Activity - Each line of the records that holds "male" should be shown in full.

[[ Dataset content open ]]

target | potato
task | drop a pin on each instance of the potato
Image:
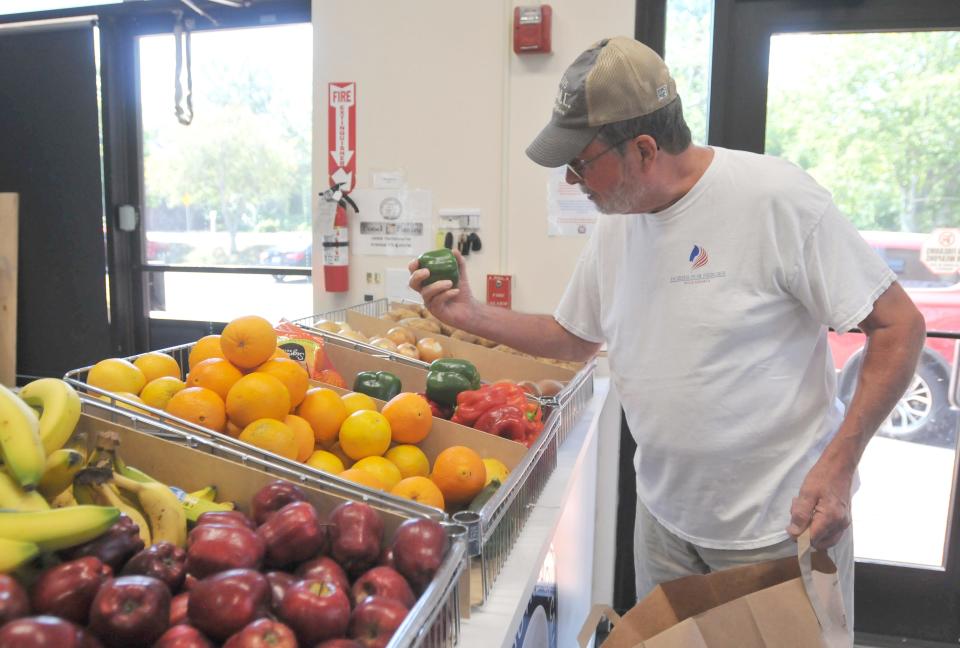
(400, 334)
(408, 350)
(421, 324)
(429, 349)
(384, 343)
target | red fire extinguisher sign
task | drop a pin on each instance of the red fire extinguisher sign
(342, 134)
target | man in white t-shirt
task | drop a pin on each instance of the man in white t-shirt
(712, 282)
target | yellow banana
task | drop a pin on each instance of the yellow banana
(14, 553)
(208, 493)
(60, 410)
(57, 528)
(61, 467)
(108, 495)
(168, 521)
(20, 443)
(12, 496)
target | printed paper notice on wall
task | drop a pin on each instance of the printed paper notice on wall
(569, 211)
(392, 222)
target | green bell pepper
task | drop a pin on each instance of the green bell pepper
(441, 264)
(377, 384)
(447, 377)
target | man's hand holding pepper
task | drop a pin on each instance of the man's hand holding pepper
(453, 306)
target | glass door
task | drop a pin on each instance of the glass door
(867, 100)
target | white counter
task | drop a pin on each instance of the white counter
(564, 516)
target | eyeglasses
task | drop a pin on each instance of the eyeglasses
(578, 167)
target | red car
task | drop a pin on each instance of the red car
(924, 413)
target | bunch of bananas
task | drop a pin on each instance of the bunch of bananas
(53, 496)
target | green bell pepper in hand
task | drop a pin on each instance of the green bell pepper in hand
(442, 265)
(377, 384)
(447, 377)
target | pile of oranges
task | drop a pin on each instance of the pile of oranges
(240, 383)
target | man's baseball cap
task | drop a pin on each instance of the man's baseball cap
(616, 79)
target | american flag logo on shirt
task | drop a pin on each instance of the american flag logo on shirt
(698, 257)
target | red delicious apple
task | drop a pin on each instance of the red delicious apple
(315, 610)
(386, 582)
(130, 611)
(182, 636)
(356, 532)
(213, 548)
(273, 497)
(44, 632)
(68, 589)
(374, 621)
(293, 534)
(326, 569)
(163, 560)
(280, 582)
(418, 549)
(263, 633)
(14, 602)
(238, 518)
(178, 608)
(224, 603)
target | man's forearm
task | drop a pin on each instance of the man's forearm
(538, 335)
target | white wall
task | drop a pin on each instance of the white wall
(441, 95)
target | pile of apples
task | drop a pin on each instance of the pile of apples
(283, 577)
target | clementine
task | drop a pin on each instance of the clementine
(199, 405)
(419, 489)
(256, 396)
(324, 410)
(291, 374)
(206, 347)
(216, 374)
(459, 473)
(303, 433)
(156, 364)
(409, 416)
(248, 341)
(271, 435)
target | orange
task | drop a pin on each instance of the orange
(356, 401)
(158, 392)
(116, 375)
(156, 364)
(206, 347)
(325, 461)
(199, 405)
(324, 410)
(496, 469)
(271, 435)
(409, 416)
(257, 396)
(216, 374)
(291, 374)
(365, 434)
(248, 341)
(332, 377)
(419, 489)
(410, 460)
(362, 477)
(459, 473)
(303, 433)
(382, 469)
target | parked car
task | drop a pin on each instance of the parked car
(924, 413)
(296, 256)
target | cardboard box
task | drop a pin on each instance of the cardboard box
(786, 603)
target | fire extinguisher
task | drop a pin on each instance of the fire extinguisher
(336, 244)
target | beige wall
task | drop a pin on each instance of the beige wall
(441, 95)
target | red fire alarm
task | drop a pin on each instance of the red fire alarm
(531, 29)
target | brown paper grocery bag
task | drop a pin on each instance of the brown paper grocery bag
(786, 603)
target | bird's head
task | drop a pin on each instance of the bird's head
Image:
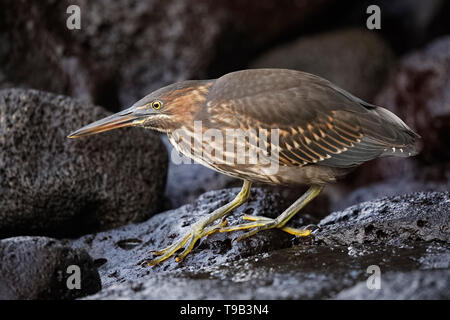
(164, 110)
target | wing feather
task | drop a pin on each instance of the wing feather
(319, 122)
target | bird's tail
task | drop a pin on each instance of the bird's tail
(397, 139)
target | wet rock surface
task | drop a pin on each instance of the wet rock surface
(396, 220)
(37, 268)
(123, 250)
(407, 237)
(63, 187)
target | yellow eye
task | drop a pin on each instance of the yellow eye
(157, 104)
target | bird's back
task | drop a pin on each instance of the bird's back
(318, 122)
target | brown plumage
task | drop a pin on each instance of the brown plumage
(323, 130)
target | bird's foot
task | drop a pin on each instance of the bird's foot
(263, 223)
(197, 231)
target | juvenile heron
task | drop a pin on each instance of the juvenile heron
(322, 133)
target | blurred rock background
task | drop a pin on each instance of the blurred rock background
(53, 187)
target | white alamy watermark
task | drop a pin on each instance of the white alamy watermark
(374, 20)
(227, 147)
(73, 22)
(74, 280)
(374, 280)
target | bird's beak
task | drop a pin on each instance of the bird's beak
(125, 118)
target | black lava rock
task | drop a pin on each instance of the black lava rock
(54, 186)
(394, 220)
(39, 268)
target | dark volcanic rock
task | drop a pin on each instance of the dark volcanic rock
(37, 268)
(418, 93)
(51, 185)
(404, 286)
(394, 220)
(300, 272)
(390, 187)
(125, 248)
(354, 59)
(410, 236)
(127, 48)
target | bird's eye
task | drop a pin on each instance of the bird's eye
(156, 104)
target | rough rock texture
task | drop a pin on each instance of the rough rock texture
(37, 268)
(51, 185)
(354, 59)
(300, 272)
(123, 250)
(418, 93)
(404, 234)
(404, 286)
(127, 48)
(390, 187)
(413, 217)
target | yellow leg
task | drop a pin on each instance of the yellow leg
(264, 223)
(201, 228)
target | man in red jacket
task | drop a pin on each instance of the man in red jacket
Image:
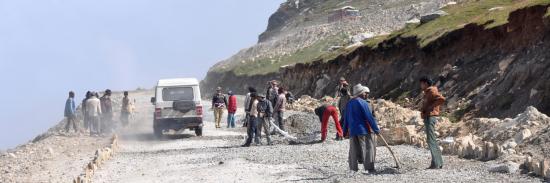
(231, 109)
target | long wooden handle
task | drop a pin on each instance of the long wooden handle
(389, 148)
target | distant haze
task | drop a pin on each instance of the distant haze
(50, 47)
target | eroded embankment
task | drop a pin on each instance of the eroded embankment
(494, 72)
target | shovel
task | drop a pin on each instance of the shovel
(389, 148)
(392, 154)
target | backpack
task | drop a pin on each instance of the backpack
(264, 106)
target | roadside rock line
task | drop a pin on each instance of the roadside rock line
(101, 155)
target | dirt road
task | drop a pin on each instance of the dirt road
(218, 157)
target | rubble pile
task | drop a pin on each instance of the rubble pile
(306, 127)
(304, 104)
(101, 155)
(524, 139)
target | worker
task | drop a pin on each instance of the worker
(70, 113)
(430, 110)
(325, 111)
(219, 102)
(231, 109)
(361, 127)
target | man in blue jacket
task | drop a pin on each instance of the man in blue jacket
(70, 112)
(361, 127)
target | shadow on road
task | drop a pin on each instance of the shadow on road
(146, 137)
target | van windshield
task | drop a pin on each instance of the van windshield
(177, 94)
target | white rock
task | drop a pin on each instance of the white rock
(50, 151)
(510, 144)
(522, 135)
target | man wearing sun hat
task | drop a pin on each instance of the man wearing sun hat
(361, 127)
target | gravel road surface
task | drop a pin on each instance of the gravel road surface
(218, 157)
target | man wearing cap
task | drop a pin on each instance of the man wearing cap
(125, 110)
(231, 109)
(219, 103)
(279, 108)
(107, 111)
(247, 104)
(324, 112)
(345, 96)
(251, 128)
(361, 127)
(93, 108)
(341, 84)
(429, 111)
(70, 112)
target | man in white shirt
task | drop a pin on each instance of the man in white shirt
(251, 130)
(93, 108)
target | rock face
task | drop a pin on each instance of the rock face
(508, 167)
(304, 126)
(490, 70)
(432, 16)
(298, 25)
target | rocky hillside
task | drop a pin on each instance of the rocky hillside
(300, 31)
(489, 58)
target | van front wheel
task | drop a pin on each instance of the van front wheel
(198, 131)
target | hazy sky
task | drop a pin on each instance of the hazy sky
(48, 47)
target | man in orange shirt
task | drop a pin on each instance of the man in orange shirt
(429, 111)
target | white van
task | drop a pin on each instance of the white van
(177, 106)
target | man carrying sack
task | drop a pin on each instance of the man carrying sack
(361, 135)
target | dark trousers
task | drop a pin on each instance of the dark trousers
(431, 139)
(106, 123)
(71, 119)
(280, 122)
(342, 123)
(95, 125)
(362, 149)
(262, 123)
(251, 130)
(246, 119)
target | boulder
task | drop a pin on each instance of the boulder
(432, 16)
(306, 127)
(522, 135)
(545, 168)
(507, 167)
(398, 135)
(479, 153)
(510, 144)
(535, 167)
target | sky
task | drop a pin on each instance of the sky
(50, 47)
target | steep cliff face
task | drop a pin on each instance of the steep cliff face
(300, 31)
(494, 72)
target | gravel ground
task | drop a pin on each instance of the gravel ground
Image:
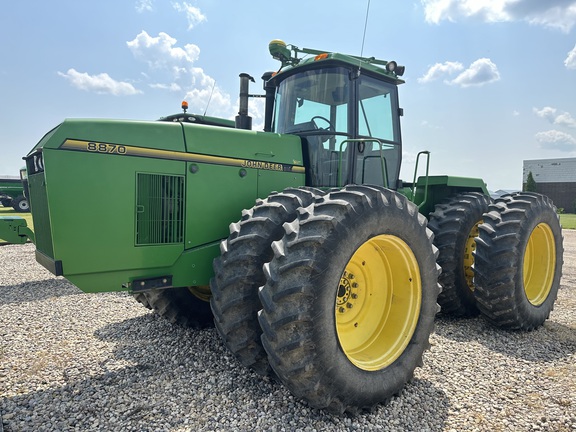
(73, 361)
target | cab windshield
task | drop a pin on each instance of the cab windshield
(344, 141)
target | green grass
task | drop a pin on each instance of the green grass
(568, 221)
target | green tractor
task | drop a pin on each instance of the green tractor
(315, 262)
(13, 192)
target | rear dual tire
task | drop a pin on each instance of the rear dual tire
(455, 223)
(518, 261)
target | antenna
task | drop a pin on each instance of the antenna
(365, 26)
(210, 98)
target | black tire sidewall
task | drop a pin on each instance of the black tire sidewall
(336, 252)
(535, 315)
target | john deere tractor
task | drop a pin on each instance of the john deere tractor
(315, 262)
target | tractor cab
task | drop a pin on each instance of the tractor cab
(345, 109)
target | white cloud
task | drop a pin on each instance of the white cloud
(556, 140)
(143, 6)
(440, 70)
(161, 52)
(559, 14)
(549, 113)
(193, 14)
(170, 87)
(101, 83)
(570, 61)
(481, 72)
(565, 119)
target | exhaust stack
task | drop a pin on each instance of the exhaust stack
(243, 120)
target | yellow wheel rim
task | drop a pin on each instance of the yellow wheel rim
(378, 302)
(539, 264)
(469, 257)
(202, 292)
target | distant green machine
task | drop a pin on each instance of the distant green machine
(332, 282)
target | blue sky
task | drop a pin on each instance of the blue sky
(489, 83)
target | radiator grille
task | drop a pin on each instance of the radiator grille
(159, 209)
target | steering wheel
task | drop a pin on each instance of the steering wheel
(330, 127)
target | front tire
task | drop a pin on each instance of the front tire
(350, 298)
(238, 273)
(455, 224)
(519, 261)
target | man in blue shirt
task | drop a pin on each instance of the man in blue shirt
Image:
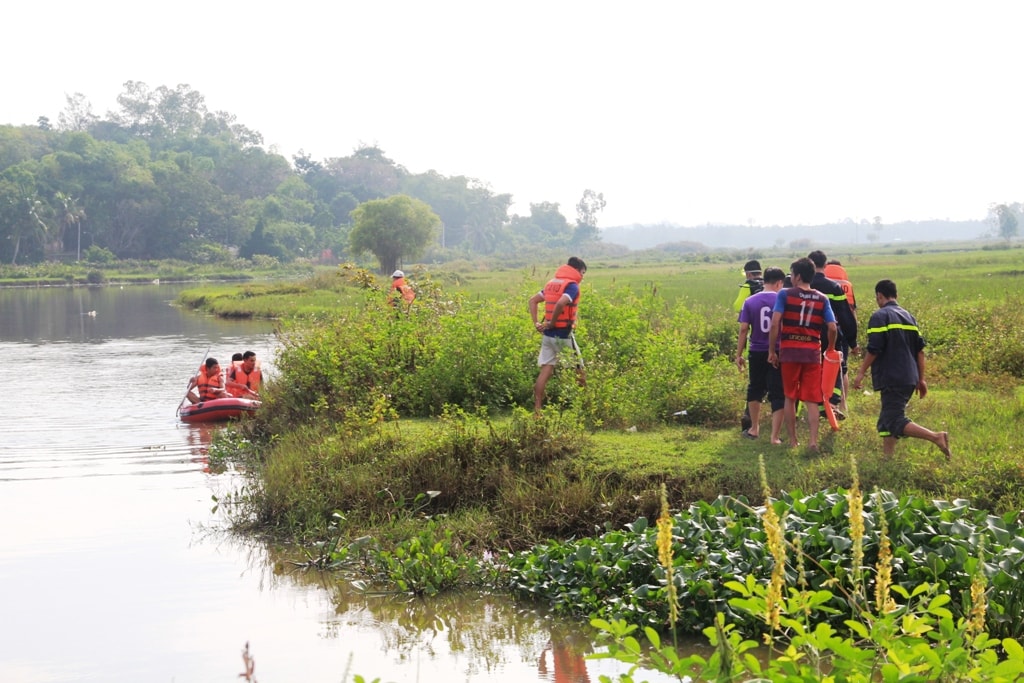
(896, 356)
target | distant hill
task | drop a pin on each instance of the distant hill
(743, 237)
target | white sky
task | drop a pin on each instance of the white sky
(800, 112)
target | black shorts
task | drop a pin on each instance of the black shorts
(892, 418)
(765, 379)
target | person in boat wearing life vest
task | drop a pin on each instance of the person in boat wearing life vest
(208, 382)
(561, 300)
(244, 377)
(400, 288)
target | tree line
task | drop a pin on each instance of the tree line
(163, 177)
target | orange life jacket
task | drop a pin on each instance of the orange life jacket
(554, 290)
(838, 272)
(251, 380)
(207, 386)
(407, 291)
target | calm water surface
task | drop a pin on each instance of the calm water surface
(112, 565)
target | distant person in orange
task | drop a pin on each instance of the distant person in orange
(400, 288)
(244, 377)
(208, 382)
(835, 270)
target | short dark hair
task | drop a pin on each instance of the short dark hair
(886, 288)
(803, 267)
(578, 263)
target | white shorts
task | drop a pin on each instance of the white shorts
(551, 349)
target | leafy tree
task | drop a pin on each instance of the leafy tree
(70, 214)
(393, 228)
(22, 211)
(367, 174)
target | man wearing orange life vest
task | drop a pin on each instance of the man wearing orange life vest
(208, 382)
(561, 300)
(835, 270)
(244, 377)
(400, 287)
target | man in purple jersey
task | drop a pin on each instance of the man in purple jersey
(764, 379)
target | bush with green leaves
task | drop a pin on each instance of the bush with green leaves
(616, 575)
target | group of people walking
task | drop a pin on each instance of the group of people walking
(788, 323)
(791, 322)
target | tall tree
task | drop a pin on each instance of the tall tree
(588, 210)
(393, 228)
(71, 214)
(22, 211)
(1006, 220)
(77, 115)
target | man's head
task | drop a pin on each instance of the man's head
(802, 271)
(774, 278)
(885, 290)
(818, 258)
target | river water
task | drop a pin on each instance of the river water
(114, 565)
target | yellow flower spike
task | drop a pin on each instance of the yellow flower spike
(664, 543)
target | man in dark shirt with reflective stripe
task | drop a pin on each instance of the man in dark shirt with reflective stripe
(896, 356)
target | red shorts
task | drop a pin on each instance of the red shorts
(802, 381)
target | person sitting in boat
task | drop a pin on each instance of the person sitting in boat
(208, 382)
(244, 377)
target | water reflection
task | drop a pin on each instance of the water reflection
(471, 636)
(112, 563)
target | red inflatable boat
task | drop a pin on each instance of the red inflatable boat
(217, 410)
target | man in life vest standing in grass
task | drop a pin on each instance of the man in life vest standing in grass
(561, 300)
(400, 288)
(896, 356)
(244, 377)
(801, 318)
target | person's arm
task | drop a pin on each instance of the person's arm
(557, 310)
(776, 321)
(534, 305)
(744, 291)
(741, 344)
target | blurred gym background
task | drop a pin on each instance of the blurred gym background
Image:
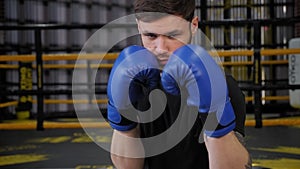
(257, 41)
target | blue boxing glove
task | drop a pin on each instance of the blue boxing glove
(191, 71)
(134, 75)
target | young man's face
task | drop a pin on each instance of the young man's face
(163, 36)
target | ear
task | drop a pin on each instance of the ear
(194, 25)
(138, 25)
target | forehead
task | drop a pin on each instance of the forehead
(163, 25)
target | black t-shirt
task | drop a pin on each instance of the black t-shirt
(190, 152)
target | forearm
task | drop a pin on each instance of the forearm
(227, 153)
(126, 152)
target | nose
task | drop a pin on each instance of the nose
(161, 45)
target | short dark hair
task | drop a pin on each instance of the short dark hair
(182, 8)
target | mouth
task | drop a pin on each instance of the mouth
(162, 61)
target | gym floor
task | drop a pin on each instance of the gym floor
(64, 144)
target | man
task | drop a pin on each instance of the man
(167, 30)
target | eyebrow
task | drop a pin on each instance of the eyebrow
(176, 32)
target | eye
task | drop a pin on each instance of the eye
(150, 35)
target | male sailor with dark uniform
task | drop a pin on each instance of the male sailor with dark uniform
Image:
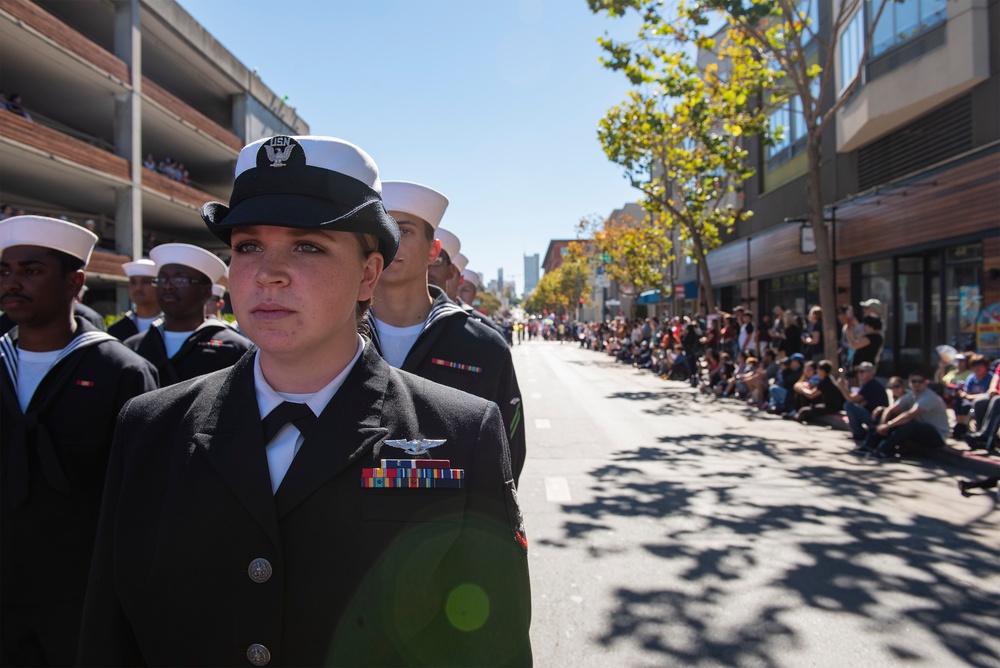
(141, 276)
(418, 329)
(185, 343)
(62, 384)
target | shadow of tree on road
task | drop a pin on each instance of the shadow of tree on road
(814, 545)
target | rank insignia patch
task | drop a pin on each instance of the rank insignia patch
(413, 473)
(456, 365)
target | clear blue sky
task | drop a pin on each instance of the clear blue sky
(493, 102)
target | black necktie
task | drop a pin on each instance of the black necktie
(298, 414)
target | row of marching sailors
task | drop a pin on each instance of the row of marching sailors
(65, 382)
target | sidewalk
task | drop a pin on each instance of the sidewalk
(954, 452)
(957, 453)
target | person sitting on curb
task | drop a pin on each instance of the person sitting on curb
(975, 388)
(801, 391)
(825, 398)
(923, 427)
(860, 404)
(781, 396)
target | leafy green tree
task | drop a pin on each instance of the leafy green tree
(798, 54)
(488, 303)
(635, 254)
(559, 290)
(679, 137)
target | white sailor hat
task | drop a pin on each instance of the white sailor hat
(417, 200)
(142, 267)
(472, 277)
(220, 286)
(449, 243)
(306, 182)
(189, 256)
(46, 232)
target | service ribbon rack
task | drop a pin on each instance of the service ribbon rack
(413, 473)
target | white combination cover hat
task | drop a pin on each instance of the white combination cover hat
(47, 232)
(142, 267)
(189, 256)
(305, 182)
(449, 243)
(414, 199)
(472, 277)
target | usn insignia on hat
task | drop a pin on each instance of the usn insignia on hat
(279, 151)
(415, 447)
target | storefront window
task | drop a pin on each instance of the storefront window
(876, 283)
(963, 299)
(797, 292)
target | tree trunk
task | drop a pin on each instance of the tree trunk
(824, 251)
(706, 279)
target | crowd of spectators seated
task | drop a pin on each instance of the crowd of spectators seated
(776, 365)
(169, 167)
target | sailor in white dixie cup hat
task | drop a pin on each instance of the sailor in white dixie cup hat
(442, 272)
(471, 292)
(451, 285)
(228, 538)
(141, 275)
(217, 301)
(62, 384)
(418, 329)
(185, 344)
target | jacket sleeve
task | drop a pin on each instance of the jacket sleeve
(106, 637)
(512, 409)
(487, 606)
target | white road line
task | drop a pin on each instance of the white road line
(557, 490)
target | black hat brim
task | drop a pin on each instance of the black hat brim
(305, 212)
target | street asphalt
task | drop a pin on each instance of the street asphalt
(669, 529)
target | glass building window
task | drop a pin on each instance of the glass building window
(852, 49)
(903, 20)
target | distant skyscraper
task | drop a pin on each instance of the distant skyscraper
(530, 273)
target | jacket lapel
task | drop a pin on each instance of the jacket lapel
(234, 445)
(441, 308)
(348, 428)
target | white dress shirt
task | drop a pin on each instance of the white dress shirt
(286, 443)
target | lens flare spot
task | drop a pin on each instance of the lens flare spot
(468, 607)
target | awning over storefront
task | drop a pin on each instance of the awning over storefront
(649, 297)
(687, 290)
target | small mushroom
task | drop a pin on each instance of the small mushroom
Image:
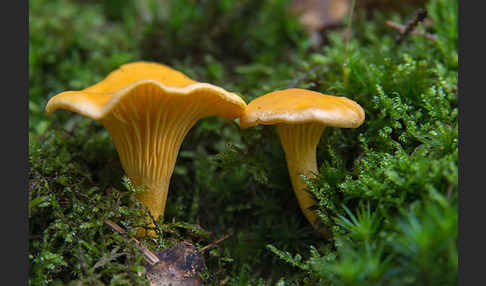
(301, 116)
(148, 108)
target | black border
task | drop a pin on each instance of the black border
(14, 208)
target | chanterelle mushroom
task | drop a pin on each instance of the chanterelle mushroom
(301, 116)
(148, 108)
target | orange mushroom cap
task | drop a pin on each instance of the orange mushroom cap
(148, 108)
(296, 106)
(98, 100)
(301, 116)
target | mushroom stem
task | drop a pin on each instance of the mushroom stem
(299, 142)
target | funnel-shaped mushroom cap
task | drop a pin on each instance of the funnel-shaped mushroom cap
(148, 108)
(296, 106)
(99, 100)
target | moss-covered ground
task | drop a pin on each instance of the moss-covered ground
(387, 190)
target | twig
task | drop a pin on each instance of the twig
(411, 24)
(148, 255)
(215, 242)
(401, 28)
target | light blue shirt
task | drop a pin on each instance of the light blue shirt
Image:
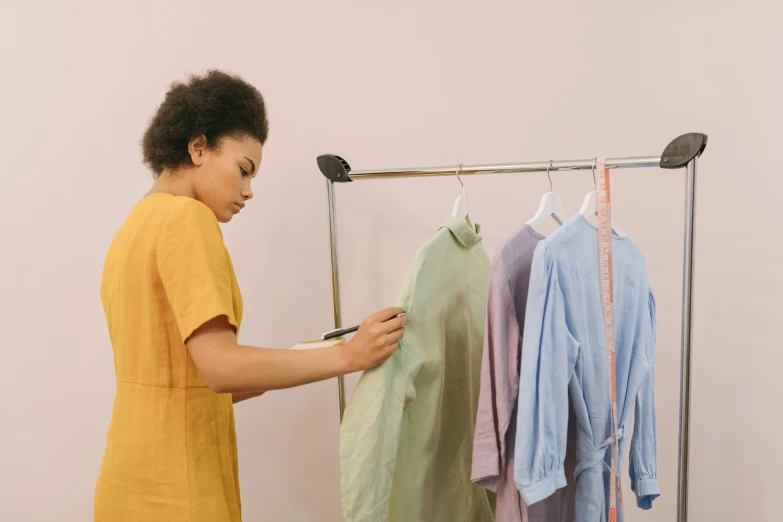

[[ Dataset content closed ]]

Written answer -
target | male sailor with dark uniform
task | drop a pin on each instance of the male sailor with dark uniform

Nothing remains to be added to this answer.